### Description of the task
Your reply should reproduce each record precisely as written.

### Input data
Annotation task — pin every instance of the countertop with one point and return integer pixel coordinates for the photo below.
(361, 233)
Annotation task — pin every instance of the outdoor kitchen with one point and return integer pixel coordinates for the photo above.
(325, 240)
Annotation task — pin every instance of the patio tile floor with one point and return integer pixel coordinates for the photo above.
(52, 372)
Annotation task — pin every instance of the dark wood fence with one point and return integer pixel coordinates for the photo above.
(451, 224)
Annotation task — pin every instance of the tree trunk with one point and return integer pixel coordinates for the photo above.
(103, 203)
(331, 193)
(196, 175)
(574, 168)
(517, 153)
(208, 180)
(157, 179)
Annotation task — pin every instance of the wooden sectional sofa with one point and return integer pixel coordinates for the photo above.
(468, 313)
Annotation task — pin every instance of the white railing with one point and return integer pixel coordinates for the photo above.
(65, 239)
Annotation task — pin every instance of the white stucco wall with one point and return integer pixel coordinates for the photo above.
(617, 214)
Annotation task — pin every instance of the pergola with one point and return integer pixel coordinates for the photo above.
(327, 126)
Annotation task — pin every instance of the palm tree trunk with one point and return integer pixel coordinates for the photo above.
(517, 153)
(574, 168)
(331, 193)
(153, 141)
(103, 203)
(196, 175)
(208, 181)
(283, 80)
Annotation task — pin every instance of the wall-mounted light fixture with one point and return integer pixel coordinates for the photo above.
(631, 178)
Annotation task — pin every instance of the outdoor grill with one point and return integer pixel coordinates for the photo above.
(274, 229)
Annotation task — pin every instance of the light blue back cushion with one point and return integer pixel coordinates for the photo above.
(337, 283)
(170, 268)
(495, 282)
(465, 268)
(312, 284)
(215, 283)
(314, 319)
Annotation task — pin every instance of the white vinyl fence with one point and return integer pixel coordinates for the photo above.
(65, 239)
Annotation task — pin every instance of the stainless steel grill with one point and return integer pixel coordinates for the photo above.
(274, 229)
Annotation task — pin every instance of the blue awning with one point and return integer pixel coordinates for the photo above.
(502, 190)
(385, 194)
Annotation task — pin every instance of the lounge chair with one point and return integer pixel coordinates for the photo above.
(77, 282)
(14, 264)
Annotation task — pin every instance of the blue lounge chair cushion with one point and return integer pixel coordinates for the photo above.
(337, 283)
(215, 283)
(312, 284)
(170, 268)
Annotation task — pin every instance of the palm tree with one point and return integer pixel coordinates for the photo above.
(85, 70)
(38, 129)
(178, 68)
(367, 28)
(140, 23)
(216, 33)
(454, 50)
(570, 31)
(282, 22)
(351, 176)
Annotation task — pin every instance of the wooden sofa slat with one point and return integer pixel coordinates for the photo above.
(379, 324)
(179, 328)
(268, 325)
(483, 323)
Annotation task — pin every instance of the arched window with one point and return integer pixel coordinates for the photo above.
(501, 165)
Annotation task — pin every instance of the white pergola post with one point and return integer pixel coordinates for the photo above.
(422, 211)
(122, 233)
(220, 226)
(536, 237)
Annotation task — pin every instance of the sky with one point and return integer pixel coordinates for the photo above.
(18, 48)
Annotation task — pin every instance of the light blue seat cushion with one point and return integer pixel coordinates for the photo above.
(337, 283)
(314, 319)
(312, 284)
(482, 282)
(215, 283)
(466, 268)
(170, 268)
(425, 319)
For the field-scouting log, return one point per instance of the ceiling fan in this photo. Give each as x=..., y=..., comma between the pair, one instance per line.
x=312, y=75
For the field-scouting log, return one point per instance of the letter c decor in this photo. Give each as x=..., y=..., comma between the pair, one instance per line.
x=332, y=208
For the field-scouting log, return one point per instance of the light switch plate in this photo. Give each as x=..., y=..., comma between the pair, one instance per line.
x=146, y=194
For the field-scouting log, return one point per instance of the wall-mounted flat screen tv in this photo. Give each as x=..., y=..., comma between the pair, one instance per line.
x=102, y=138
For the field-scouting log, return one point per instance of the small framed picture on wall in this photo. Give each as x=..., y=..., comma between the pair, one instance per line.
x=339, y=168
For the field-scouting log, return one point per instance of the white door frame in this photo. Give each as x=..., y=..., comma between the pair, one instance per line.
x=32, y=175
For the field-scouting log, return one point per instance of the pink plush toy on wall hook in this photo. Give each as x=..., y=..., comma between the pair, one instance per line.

### Output below
Annotation task — pin every instance of the countertop with one point and return integer pixel coordinates for the photo below.
(361, 233)
Annotation task — pin every instance of the outdoor kitchen with one point and return integer pixel coordinates for the photo above.
(325, 240)
Annotation task — pin every instance of the patio tile floor with one point and return integer pixel coordinates for the photo above.
(52, 372)
Annotation task — pin every instance of the dark wood fence with one point and return integer pixel coordinates for the photo above.
(451, 224)
Annotation task — pin every instance of the tree trunk with one point and return integer pixel coordinates for the photo above.
(103, 203)
(331, 193)
(196, 175)
(574, 168)
(517, 153)
(208, 180)
(157, 179)
Annotation task — pin every instance of the wooden sectional sofa with one point and return integer pixel coordinates for the photo above.
(468, 313)
Annotation task — pin every instance of the white railing with one point and return integer pixel coordinates for the photo above.
(65, 239)
Annotation task — pin every instance of the white stucco wall with one point and return integer pixel coordinates for the photo above.
(617, 214)
Annotation task — pin every instance of the pergola with one point and return integer pixel coordinates for the photo above.
(327, 126)
Annotation task — pin every instance of the palm tree trunk with one point and return integer pixel coordinates for the photo above.
(517, 153)
(574, 168)
(331, 193)
(153, 141)
(103, 203)
(196, 175)
(208, 181)
(283, 80)
Annotation task — pin every instance of the wall-mounted light fixture with one point and return integer pixel coordinates for the photo above.
(631, 178)
Annotation task — pin every instance of the outdoor grill with one point and return integer pixel coordinates for the photo above.
(274, 229)
Annotation task — pin every instance of the light blue back cushion with one point and return integer pixel coordinates for the photo above.
(337, 283)
(170, 268)
(495, 282)
(465, 268)
(312, 284)
(215, 283)
(314, 319)
Annotation task — pin every instance of the white vinyl fence with one point and return integer pixel coordinates for the photo above.
(65, 239)
Annotation task — pin every instance of the stainless steel grill with one point and return integer pixel coordinates for the photo above.
(274, 229)
Annotation task — pin every instance of the blue awning with one point and return integer pixel coordinates for the photo above.
(502, 190)
(385, 194)
Annotation task — pin every instance of the lounge chair with one point and return integer pixel coordinates for the photo above.
(77, 282)
(14, 264)
Annotation task — pin every instance of the blue lounge chair cushion with one point and return integer pixel coordinates for the photo above.
(337, 283)
(215, 283)
(312, 284)
(170, 268)
Annotation task — pin every instance of the palm tree with one point and return integer pixel coordinates for the photo above.
(85, 70)
(38, 129)
(178, 68)
(367, 28)
(140, 23)
(216, 33)
(454, 50)
(570, 31)
(282, 22)
(351, 176)
Annotation task — pin every instance of the wooden sofa slat with one point and return integer pixel coordinates for the photo above.
(379, 324)
(179, 328)
(268, 325)
(483, 323)
Annotation task — pin every instance of the arched window with one point and return integer pixel coordinates for the photo above.
(501, 165)
Annotation task — pin every instance of the white pergola post with one point and return integer pixel coordinates for the photo above.
(422, 211)
(122, 233)
(220, 226)
(536, 237)
Annotation task — pin every instance of the sky with one point and return integer pixel coordinates for the photo above.
(18, 48)
Annotation task — pin every instance of the light blue seat cushion with one point and return integer pixel coordinates for the photo above.
(337, 283)
(314, 319)
(312, 284)
(482, 282)
(215, 283)
(466, 268)
(170, 268)
(425, 319)
For the field-scouting log, return one point per instance of the ceiling fan in this photo. Give each as x=..., y=..., comma between the pair, one instance per line.
x=312, y=75
For the field-scouting log, return one point per instance of the letter c decor in this photo. Give each as x=..., y=..., comma between the pair, one instance per line.
x=332, y=208
For the field-scouting log, return one point per instance of the light switch plate in this photo. Give each as x=..., y=..., comma between the pair, one instance per line.
x=146, y=194
For the field-scouting log, return one point per instance of the wall-mounted flat screen tv in this photo. Give each as x=..., y=..., comma between the pair, one instance per line.
x=102, y=138
For the field-scouting log, return one point per instance of the small framed picture on wall in this photo. Give each as x=..., y=..., comma between the pair, one instance per line.
x=339, y=168
For the field-scouting log, return one point per instance of the white door frame in this photo. Give each as x=..., y=..., comma between the pair, one instance per line.
x=32, y=175
For the field-scouting log, return one point per instance of the pink plush toy on wall hook in this photo. Give each as x=..., y=..., comma between the pair, one instance per line.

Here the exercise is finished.